#### EXERCISE DESCRIPTION:
Pick out each line of the listing below that contains the word "grass", and copy those lines. Case counts.

Rows from a box-labeling dataset:
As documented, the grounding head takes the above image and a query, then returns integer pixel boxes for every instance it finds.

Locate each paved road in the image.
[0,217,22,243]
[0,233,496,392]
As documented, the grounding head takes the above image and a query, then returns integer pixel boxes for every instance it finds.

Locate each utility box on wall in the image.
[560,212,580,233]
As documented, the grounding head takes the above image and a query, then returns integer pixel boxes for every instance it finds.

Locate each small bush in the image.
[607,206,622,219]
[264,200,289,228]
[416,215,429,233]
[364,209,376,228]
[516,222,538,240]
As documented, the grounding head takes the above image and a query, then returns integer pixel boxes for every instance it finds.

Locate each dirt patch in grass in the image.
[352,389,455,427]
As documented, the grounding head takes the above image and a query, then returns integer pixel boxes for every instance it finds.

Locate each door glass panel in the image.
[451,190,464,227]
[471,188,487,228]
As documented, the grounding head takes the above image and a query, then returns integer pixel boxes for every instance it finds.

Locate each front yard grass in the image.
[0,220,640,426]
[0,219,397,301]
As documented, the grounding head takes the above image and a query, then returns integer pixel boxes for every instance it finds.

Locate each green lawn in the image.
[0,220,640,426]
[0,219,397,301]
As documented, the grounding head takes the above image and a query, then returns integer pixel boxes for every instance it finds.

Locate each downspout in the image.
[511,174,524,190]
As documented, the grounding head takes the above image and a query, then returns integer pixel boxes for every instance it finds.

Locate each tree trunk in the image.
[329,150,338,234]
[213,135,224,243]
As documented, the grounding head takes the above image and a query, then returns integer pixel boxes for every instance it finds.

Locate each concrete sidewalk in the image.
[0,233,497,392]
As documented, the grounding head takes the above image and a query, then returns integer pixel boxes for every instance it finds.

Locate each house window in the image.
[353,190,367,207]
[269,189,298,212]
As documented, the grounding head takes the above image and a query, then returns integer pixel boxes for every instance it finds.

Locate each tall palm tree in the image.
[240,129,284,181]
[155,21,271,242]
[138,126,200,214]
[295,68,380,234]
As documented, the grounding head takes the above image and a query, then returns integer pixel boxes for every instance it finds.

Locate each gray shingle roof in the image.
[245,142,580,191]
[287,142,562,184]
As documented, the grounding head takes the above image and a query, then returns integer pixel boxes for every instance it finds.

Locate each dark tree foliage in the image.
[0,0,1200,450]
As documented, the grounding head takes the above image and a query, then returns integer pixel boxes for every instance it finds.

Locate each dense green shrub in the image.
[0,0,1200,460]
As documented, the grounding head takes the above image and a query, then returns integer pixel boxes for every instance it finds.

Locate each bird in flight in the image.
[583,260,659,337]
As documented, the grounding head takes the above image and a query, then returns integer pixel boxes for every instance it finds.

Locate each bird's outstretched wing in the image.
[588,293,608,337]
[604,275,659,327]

#### WRITTEN ANSWER:
Locate each dirt patch in grass in the image.
Locate each front yard grass in the image.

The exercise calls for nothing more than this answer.